- _TAREFAS A REALIZAR_
a: Liste todas as palavras-chave indicadas no texto sobre o trabalho portuário.
b: De acordo com o texto sobre o trabalho portuário, o que significa a sigla EPTPs?
c: Escreva a continuação do texto sobre o trabalho portuário, começando logo após a última frase apresentada.

- _TEXTO DA PÁGINA_
● ● ● ● ●
Resumo: Este artigo analisa criticamente o Projeto de Lei nº 733/2025 à luz da Constituição Federal de 1988, das convenções internacionais da OIT e da doutrina do Direito do Trabalho. A proposta, ao extinguir a obrigatoriedade do OGMO (Órgão Gestor de Mão de Obra) e permitir a intermediação de trabalhadores portuários por empresas privadas (EPTPs), configura uma ruptura paradigmática com o modelo protetivo brasileiro. Sustenta-se que o PL consolida um processo de desregulamentação institucional, alinha-se à lógica de precarização de plataformas digitais e fragiliza os direitos trabalhistas, sindicais e jurisdicionais. Por meio de análise normativa, teórica e comparativa, conclui-se que o projeto representa um retrocesso civilizatório incompatível com o ordenamento jurídico vigente.
Palavras-chave: OGMO; PL 733/2025; Trabalho Portuário; Precarização; Uberização; Direito do Trabalho; Constituição Federal.
1. Introdução
O trabalho portuário no Brasil, desde a Lei nº 8.630/1993 e posteriormente com a Lei nº 12.815/2013, consolidou-se sob um modelo de gestão pública e coletiva por meio do OGMO (Órgão Gestor de Mão de Obra). Esse sistema assegurava transparência, isonomia e estabilidade mínima aos trabalhadores avulsos, garantindo rodízio imparcial e participação sindical na gestão laboral.
O Projeto de Lei nº 733/2025, no entanto, propõe a extinção do OGMO e a transferência da intermediação da mão de obra para empresas privadas (EPTPs – Empresas de Prestação de Trabalho Portuário). Essa mudança representa uma ruptura com o modelo protetivo historicamente construído, aproximando-se da lógica da "uberização" do trabalho, marcada pela precarização, individualização dos contratos e fragilização dos direitos coletivos.
Este artigo busca analisar criticamente o PL 733/2025 sob três eixos principais:
Violações constitucionais e a convenções internacionais do trabalho;
Impactos sistêmicos em trabalhadores, sindicatos e no Estado;
A inserção do projeto no contexto da desregulamentação trabalhista.
● ● ● ● ●
Alguns registros
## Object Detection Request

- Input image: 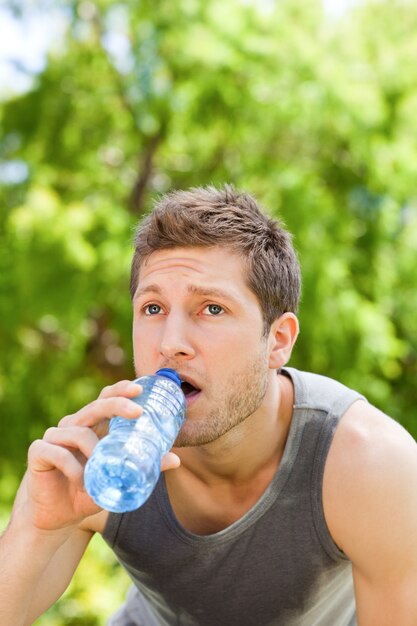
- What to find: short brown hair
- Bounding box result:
[130,185,301,333]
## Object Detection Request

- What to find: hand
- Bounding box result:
[18,381,179,531]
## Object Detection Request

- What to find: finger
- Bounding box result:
[43,426,99,459]
[58,396,143,428]
[28,439,83,481]
[99,380,142,398]
[161,452,181,472]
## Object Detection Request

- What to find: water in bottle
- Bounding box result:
[84,368,186,513]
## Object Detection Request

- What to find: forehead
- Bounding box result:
[137,246,253,295]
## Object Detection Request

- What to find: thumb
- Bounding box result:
[161,452,181,472]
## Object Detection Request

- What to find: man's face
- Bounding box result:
[133,247,270,447]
● ● ● ● ●
- _RESULTADOS DAS TAREFAS_
a: OGMO; PL 733/2025; Trabalho Portuário; Precarização; Uberização; Direito do Trabalho; Constituição Federal.

b: Empresas de Prestação de Trabalho Portuário.

c:
A metodologia adotada é qualitativa, baseada em análise documental, revisão bibliográfica e comparação normativa entre a legislação vigente e o PL 733/2025.
2. Uberização e Desinstitucionalização do Trabalho
O conceito de "uberização" (Antunes, 2018) refere-se à transformação das relações de trabalho em modelos flexíveis, baseados em plataformas digitais, onde há subordinação disfarçada, ausência de vínculos empregatícios e remuneração instável. No contexto portuário, a substituição do OGMO por EPTPs reproduz essa lógica, ao substituir a gestão coletiva por mecanismos privados de contratação.
Standing (2013) desenvolve a noção de "precariado" como uma nova classe social marcada pela insegurança laboral. A desregulamentação proposta pelo PL 733/2025 amplia essa condição, eliminando garantias como rodízio justo, remuneração equitativa e acesso à Justiça do Trabalho.
A flexibilização das normas trabalhistas, em vez de modernizar, tem gerado retrocessos (Teixeira, 2022). A proposta de extinguir o OGMO insere-se nesse movimento, substituindo um modelo de proteção por um sistema que maximiza a exploração.
3. Fundamentos Constitucionais e Internacionais Violados
O PL 733/2025 conflita com diversos dispositivos constitucionais:
Art. 1º, III e IV (dignidade da pessoa humana e valor social do trabalho);
Art. 7º (direitos trabalhistas fundamentais, como FGTS, férias e 13º salário);
Art. 8º (liberdade sindical e negociação coletiva);
Art. 170 (função social do trabalho na ordem econômica).
O PL também desrespeita convenções da OIT, incluindo:
Convenção nº 137 (organização pública do trabalho portuário);
Convenção nº 152 (segurança e saúde no trabalho portuário);
Convenção nº 98 (proteção à negociação coletiva);
Convenção nº 94 (cláusulas trabalhistas em contratos públicos).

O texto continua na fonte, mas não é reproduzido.